> **WHAT YOU HAVE TO DO**
Answer with a number only, stating how many lines of the records hold the word "leaves".

○ ○ ○

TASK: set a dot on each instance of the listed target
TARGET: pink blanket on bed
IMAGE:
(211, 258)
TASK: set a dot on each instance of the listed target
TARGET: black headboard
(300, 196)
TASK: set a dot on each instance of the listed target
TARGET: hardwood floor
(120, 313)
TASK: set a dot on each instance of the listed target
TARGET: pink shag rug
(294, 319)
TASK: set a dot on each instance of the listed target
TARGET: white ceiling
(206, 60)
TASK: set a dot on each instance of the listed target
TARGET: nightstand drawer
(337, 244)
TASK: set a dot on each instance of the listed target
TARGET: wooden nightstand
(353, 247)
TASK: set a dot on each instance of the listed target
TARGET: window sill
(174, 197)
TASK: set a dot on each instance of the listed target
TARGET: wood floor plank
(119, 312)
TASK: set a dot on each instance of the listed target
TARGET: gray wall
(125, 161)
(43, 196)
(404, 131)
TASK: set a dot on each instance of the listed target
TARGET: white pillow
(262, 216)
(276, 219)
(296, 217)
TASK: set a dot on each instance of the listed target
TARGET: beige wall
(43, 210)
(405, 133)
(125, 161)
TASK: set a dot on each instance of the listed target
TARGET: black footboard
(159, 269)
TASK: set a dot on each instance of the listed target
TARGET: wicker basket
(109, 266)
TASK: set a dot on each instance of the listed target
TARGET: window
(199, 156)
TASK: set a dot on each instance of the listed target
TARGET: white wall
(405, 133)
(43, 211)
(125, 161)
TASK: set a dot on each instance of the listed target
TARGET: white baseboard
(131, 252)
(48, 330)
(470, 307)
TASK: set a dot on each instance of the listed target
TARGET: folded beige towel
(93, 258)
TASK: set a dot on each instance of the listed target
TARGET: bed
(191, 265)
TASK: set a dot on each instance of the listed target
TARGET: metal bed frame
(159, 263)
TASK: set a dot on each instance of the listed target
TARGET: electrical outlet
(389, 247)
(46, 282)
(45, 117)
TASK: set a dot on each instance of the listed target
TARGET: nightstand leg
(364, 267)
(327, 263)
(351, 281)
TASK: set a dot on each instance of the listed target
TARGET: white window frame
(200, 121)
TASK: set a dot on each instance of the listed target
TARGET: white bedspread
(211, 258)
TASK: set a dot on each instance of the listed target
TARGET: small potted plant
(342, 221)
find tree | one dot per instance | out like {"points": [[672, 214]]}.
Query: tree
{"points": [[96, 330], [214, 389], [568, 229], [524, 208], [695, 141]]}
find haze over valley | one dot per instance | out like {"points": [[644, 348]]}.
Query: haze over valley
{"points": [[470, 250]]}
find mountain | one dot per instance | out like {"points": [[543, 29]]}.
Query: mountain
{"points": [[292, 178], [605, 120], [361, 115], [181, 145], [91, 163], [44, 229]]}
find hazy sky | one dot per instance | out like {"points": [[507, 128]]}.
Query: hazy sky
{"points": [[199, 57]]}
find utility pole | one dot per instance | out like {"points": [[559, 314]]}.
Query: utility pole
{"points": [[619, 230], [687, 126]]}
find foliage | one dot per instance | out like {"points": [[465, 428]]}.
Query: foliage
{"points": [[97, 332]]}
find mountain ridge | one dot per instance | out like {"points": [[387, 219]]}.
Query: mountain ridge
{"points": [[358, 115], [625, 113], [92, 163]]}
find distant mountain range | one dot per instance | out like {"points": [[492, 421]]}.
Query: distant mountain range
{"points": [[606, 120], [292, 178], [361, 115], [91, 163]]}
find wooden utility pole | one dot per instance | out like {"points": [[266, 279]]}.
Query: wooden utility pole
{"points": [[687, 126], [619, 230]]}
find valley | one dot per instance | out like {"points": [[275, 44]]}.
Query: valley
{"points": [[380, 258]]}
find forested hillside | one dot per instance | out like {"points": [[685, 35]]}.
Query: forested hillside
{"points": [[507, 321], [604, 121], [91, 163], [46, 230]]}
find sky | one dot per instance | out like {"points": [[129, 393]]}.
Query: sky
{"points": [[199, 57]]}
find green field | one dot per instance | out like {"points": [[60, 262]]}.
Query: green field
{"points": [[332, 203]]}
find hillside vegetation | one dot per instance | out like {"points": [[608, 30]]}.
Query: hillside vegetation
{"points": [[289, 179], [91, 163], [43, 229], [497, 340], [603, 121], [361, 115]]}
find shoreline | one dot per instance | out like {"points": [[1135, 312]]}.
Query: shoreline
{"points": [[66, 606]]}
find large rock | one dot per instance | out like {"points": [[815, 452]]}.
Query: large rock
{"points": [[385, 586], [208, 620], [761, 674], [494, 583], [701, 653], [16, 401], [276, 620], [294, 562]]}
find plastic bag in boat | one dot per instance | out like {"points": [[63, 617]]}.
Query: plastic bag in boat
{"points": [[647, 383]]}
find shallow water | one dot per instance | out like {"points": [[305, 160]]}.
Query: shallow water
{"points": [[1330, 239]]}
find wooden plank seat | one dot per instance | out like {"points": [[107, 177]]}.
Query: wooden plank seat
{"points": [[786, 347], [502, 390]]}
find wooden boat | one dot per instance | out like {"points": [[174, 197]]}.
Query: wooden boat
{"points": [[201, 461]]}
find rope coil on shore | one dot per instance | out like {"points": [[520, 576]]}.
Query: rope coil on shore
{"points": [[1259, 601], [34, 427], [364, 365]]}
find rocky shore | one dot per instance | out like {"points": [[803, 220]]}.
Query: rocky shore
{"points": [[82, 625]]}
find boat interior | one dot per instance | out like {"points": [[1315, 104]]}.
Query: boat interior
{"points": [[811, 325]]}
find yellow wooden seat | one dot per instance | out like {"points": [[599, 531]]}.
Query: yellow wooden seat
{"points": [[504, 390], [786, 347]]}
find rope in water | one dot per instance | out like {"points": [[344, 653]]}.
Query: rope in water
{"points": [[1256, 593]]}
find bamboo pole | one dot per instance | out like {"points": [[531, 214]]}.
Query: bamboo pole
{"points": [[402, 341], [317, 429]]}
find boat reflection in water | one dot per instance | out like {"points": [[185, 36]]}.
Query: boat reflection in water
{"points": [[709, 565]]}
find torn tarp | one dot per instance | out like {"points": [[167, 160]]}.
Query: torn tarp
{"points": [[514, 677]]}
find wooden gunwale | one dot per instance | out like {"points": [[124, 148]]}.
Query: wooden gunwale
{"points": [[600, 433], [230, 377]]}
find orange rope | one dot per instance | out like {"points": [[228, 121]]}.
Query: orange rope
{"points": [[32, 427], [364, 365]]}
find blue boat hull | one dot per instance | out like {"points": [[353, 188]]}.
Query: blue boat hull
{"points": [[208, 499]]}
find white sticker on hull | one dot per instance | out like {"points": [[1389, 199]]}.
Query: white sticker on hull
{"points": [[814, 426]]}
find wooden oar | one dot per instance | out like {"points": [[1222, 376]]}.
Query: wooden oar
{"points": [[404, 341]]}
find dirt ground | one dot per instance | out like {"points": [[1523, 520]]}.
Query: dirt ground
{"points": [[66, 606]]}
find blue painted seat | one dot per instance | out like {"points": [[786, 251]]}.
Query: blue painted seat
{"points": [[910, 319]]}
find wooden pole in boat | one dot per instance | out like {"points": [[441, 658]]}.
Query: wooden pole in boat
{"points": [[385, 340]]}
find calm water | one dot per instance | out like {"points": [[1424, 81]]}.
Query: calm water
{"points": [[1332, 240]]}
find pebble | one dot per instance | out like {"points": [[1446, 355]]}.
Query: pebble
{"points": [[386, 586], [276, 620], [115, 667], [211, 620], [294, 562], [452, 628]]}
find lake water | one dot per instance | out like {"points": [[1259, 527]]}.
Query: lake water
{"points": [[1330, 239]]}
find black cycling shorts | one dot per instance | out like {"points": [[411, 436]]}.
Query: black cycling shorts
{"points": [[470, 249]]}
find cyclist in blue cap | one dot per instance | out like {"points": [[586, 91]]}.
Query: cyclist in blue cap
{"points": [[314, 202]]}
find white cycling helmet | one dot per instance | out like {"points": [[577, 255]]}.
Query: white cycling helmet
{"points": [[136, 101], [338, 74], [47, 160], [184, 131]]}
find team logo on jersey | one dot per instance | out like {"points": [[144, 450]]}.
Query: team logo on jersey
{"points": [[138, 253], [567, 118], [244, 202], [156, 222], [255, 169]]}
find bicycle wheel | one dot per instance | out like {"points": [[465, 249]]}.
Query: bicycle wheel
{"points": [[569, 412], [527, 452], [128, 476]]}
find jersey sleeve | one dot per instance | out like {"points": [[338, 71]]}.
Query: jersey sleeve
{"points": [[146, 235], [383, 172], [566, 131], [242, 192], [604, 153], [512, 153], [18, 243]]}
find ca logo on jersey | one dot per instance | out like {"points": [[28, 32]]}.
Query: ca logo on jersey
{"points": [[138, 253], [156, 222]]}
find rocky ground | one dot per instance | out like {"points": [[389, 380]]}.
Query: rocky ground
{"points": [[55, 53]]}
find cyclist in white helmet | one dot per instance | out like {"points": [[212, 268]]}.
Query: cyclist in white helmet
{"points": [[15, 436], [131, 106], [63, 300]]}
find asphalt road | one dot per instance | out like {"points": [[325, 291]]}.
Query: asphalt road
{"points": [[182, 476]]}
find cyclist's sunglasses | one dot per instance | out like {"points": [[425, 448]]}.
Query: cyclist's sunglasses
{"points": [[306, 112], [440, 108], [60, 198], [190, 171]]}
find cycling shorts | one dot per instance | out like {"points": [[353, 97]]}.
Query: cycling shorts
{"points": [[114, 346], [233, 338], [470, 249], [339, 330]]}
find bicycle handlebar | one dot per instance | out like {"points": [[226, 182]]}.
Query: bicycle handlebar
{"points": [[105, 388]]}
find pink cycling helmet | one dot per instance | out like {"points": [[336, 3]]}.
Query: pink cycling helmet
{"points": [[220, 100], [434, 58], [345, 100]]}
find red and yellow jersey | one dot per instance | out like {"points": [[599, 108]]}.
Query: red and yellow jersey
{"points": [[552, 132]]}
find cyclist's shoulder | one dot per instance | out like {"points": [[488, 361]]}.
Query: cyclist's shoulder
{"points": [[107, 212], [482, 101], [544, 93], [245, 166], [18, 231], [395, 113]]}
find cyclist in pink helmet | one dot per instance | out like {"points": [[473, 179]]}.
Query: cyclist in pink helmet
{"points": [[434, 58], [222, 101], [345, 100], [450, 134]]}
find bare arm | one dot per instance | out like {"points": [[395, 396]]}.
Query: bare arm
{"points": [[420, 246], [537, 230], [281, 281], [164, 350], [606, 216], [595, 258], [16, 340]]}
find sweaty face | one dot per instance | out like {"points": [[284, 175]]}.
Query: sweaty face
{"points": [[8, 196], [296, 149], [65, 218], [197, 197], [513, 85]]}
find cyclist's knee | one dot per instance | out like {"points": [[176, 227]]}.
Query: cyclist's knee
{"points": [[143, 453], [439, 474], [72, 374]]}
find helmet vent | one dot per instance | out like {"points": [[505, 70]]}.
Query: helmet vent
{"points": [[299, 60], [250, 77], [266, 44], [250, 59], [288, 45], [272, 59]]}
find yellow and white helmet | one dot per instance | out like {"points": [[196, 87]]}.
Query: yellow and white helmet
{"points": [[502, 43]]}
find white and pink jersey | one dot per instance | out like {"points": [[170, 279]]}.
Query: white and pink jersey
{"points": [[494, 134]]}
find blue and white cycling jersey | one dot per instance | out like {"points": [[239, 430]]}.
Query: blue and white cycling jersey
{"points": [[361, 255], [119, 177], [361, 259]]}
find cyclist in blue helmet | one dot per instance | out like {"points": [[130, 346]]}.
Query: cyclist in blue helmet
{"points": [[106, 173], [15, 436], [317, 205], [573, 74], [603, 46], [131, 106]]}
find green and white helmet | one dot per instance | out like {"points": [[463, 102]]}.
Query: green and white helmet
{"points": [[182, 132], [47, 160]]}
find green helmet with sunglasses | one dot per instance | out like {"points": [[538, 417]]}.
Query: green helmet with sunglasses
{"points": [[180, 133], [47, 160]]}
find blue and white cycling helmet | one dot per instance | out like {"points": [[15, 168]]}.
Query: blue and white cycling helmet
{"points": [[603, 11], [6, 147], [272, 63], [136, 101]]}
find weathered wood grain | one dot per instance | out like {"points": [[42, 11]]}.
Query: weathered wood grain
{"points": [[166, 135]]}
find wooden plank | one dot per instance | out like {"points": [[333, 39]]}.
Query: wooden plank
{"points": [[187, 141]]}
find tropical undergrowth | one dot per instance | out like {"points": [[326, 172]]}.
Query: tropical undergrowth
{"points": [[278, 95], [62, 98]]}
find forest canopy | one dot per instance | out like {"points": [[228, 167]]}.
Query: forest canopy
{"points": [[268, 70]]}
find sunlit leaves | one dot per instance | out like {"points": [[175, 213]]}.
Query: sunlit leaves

○ ○ ○

> **RESULT OF THE EXERCISE**
2